** Begin **

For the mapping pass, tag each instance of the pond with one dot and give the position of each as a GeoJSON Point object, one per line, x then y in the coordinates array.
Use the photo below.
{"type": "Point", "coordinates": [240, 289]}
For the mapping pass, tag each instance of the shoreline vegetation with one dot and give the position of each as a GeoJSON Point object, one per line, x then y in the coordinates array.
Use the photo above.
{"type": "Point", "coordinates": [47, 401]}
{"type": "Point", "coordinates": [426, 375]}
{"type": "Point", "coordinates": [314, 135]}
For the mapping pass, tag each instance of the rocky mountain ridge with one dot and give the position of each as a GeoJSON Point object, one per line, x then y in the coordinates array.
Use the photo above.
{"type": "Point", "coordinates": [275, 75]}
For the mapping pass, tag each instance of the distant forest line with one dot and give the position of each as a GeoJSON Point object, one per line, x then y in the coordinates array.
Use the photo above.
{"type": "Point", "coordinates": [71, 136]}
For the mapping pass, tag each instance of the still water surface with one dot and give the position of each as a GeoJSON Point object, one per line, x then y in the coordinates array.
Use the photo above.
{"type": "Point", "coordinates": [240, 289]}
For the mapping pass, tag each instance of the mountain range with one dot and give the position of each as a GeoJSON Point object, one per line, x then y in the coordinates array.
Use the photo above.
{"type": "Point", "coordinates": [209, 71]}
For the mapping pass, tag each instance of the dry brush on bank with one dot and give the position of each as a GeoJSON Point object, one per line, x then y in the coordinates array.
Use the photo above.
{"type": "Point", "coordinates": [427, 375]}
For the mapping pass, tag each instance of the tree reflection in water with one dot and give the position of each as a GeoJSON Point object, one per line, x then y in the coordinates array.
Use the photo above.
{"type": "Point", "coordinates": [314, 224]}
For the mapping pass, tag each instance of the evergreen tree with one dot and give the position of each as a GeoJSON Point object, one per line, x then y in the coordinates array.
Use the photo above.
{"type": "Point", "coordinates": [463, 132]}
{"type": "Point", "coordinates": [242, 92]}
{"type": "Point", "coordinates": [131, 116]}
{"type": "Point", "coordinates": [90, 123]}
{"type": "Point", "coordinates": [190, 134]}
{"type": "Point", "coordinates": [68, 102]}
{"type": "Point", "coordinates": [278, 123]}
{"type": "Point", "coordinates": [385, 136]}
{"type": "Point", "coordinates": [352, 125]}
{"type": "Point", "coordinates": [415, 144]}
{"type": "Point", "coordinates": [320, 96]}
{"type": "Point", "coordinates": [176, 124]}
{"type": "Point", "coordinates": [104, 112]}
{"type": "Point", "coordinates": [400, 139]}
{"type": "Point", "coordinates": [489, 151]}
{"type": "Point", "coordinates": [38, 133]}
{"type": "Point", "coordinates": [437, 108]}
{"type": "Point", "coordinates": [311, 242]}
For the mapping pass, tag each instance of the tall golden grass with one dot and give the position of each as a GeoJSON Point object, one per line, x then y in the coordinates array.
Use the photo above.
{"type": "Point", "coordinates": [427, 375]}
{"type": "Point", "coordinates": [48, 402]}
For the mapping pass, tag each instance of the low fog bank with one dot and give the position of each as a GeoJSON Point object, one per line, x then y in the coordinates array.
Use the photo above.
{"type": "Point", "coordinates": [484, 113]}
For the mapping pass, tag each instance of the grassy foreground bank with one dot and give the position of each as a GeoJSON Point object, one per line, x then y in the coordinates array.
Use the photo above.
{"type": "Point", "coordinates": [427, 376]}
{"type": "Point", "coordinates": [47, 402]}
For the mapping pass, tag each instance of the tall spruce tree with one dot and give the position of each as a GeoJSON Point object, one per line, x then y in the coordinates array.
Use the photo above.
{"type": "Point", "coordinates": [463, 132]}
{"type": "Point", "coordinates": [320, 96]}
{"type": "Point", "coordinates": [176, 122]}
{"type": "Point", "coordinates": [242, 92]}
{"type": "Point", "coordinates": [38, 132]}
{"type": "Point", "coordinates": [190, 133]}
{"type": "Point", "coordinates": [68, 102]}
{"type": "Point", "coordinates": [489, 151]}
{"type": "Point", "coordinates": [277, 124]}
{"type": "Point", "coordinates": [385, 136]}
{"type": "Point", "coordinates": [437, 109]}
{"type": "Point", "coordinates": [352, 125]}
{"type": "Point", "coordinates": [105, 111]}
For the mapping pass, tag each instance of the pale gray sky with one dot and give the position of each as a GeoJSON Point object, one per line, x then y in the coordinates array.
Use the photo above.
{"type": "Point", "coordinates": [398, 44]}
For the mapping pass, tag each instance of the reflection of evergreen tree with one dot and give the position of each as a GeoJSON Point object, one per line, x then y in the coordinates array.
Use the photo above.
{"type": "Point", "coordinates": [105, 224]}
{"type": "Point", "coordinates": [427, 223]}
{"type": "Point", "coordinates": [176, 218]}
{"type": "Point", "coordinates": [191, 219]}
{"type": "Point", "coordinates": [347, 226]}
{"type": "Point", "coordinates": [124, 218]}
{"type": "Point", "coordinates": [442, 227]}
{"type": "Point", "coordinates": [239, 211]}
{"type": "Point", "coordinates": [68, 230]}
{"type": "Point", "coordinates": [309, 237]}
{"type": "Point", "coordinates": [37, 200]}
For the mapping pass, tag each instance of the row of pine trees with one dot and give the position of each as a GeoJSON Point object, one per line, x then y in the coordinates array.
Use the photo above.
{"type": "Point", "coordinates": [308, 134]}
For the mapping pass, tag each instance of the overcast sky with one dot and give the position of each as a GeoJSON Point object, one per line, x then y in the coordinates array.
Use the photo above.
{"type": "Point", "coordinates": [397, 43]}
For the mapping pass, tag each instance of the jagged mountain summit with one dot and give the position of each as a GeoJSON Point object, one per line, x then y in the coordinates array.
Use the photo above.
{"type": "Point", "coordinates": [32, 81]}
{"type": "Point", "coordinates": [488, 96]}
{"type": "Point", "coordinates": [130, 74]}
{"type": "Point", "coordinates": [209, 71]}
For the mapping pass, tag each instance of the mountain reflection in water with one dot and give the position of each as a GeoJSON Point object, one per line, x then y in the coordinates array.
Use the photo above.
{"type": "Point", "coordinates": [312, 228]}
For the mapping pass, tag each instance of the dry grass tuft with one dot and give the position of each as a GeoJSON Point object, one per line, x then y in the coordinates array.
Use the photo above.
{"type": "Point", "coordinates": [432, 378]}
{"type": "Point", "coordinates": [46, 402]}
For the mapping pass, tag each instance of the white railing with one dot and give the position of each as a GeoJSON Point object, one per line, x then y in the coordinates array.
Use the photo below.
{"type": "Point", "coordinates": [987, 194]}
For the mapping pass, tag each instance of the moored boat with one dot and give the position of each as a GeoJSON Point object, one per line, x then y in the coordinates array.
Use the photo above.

** End **

● **TASK OBJECTIVE**: Take the lines of the data above, beginning with the line that contains "For the mapping pass, tag each instance of the white" and continuing through the final line, and set them out as a numbered list with any blank lines omitted.

● **ANSWER TO THE PROBLEM**:
1. For the mapping pass, tag each instance of the white railing with one dot and give the position of each as a GeoJSON Point object, one per line, x then y in the coordinates array.
2. Use the photo below.
3. {"type": "Point", "coordinates": [987, 194]}
4. For the mapping pass, tag each instance of the moored boat with one dot and give the position of each as a GeoJSON Point object, one per line, x then y in the coordinates array.
5. Use the photo above.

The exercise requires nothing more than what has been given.